[Entries from a point annotation set]
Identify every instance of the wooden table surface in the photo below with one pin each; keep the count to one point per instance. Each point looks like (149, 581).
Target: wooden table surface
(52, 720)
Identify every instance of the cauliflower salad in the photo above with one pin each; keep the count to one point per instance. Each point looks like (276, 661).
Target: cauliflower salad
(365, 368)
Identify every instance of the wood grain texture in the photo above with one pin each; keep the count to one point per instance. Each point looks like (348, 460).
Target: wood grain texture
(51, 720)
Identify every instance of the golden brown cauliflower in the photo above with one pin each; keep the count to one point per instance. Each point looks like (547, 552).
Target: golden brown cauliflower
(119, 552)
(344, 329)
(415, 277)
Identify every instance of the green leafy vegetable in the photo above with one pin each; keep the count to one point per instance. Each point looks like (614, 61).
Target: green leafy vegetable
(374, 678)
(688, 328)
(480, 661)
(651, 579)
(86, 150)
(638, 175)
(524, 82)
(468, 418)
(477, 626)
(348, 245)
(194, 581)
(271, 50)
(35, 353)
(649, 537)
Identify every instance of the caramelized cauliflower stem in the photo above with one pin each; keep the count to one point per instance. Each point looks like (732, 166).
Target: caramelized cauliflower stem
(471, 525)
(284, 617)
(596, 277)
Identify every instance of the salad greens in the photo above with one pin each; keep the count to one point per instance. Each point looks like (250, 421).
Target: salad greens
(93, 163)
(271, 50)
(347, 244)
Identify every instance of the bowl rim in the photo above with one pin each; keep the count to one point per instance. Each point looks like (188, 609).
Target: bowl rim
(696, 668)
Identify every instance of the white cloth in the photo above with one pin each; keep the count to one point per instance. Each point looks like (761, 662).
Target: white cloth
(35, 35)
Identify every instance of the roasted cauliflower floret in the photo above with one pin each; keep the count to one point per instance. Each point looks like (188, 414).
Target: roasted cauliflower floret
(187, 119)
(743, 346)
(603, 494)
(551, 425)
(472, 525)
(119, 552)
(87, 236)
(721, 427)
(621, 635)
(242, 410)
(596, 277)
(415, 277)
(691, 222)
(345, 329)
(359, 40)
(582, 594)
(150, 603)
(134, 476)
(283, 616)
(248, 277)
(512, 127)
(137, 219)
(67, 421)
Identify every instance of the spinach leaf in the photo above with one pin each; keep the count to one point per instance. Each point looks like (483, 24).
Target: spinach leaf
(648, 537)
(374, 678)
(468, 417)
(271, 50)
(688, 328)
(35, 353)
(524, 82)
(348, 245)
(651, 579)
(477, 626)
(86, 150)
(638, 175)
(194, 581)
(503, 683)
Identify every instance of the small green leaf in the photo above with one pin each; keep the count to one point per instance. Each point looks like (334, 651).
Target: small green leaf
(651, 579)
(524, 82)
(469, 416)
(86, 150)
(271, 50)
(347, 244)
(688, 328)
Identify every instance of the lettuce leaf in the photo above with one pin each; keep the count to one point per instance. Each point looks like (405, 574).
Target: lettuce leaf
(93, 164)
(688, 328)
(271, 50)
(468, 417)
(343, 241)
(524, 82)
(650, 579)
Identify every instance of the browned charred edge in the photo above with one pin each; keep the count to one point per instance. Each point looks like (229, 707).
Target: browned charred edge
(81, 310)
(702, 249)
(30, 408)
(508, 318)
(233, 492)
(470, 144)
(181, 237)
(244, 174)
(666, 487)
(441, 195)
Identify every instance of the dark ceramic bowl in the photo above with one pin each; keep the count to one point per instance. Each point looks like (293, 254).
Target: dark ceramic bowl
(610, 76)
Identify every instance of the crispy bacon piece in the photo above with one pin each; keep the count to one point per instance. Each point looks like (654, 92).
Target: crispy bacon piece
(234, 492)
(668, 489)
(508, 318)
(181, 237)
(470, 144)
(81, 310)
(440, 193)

Your task
Reproduce all of the items above line for line, with no changes.

Answer in full
Identify every instance of the wooden table surface in the photo below with one pin each; keep the count to one point per instance. Each point looks like (149, 581).
Target: wooden table surface
(52, 720)
Identify every instance of the cauliflower salad in the photo above with one pin each; keep the count to one point per instance. Each point looks like (276, 661).
Target: cauliflower salad
(365, 368)
Identify every instance of the wood grain texture in the photo above with one pin each; keep the count to one point per instance. Each point looks like (348, 460).
Target: wood grain texture
(51, 720)
Identify every instance of the golden brown cauliflower in the photo above with one pin each; keep the count to one point per instance. Each point looks like (547, 552).
Target: golden brown cauliflower
(119, 552)
(344, 329)
(415, 277)
Identify every instance of the green leafy vegetable in the photo above with one pin each; keep the count to one point per instance. Each point looks like (614, 61).
Target: green leafy vegetable
(374, 678)
(688, 328)
(480, 661)
(651, 579)
(86, 150)
(638, 175)
(524, 82)
(468, 418)
(477, 626)
(348, 245)
(194, 581)
(271, 50)
(35, 353)
(649, 537)
Identify every instance of the caramelized cauliflower stem in the photo above with one pin each; keep the count to one point per instance. Each point looks like (732, 166).
Target: caramelized cauliflower stem
(471, 525)
(284, 617)
(596, 277)
Identify every instance of the salad greens in the photo above with one pin each; keep the count to one point per instance. Each point looks like (250, 421).
Target: salad greens
(93, 163)
(271, 50)
(347, 244)
Identify every instance of the bowl rim in the photo above with one pin each; keep the count to one point per instance. Each point looks like (188, 609).
Target: bowl rim
(696, 668)
Identify every instance of the white cloth in the photo above with one pin each; keep the count to one point per instance. Each point looks like (761, 662).
Target: white cloth
(35, 35)
Identify every instance of the roasted cauliflower floret in the photo above with one pin each; keep the count to one point per instance. Each point looks like (188, 414).
Target: roasted cauliflower floret
(187, 119)
(743, 346)
(603, 494)
(551, 425)
(472, 525)
(119, 552)
(87, 236)
(721, 427)
(621, 635)
(242, 410)
(596, 277)
(415, 277)
(691, 222)
(345, 329)
(359, 40)
(582, 594)
(150, 603)
(134, 476)
(283, 616)
(248, 277)
(512, 127)
(137, 219)
(67, 421)
Identify every instance of the spinach leaf in the photo above with one pin each; keep the count to one point per instance. Each point looks like (483, 24).
Target: spinach leaf
(648, 537)
(374, 678)
(468, 417)
(271, 50)
(688, 328)
(35, 353)
(524, 82)
(348, 245)
(651, 579)
(477, 626)
(86, 150)
(638, 175)
(194, 581)
(503, 683)
Identify every instance of the small green leaf in the photo above with one pin each; keep the count to one point per instance. Each point looks like (334, 651).
Target: small green leaf
(651, 579)
(524, 82)
(469, 416)
(86, 150)
(271, 50)
(347, 244)
(688, 328)
Identify every instance of the lettuce leaf in the photo above with one pin each; keep the count to one point per instance. Each point looks like (405, 574).
Target: lettuce leaf
(93, 164)
(688, 328)
(271, 50)
(468, 417)
(343, 241)
(524, 82)
(650, 579)
Identify every instance of the browned charred edge in the photo above with one pin each; keep the count to one point per instance. Each point looks like (229, 707).
Target: browned charred edge
(81, 310)
(702, 249)
(30, 408)
(508, 318)
(233, 492)
(470, 144)
(181, 237)
(244, 174)
(666, 487)
(441, 195)
Identify every instance of the dark ceramic bowl in the photo above with one pin each; keep the count to one point per instance. Each point looks like (293, 254).
Target: dark ceramic bowl
(610, 76)
Identify every instance of the crispy bacon piece in the photo above with one pin each; keep the count to one point per instance. Each point looks like (654, 92).
Target: crispy bacon piece
(234, 492)
(668, 489)
(508, 318)
(181, 237)
(470, 144)
(81, 310)
(440, 193)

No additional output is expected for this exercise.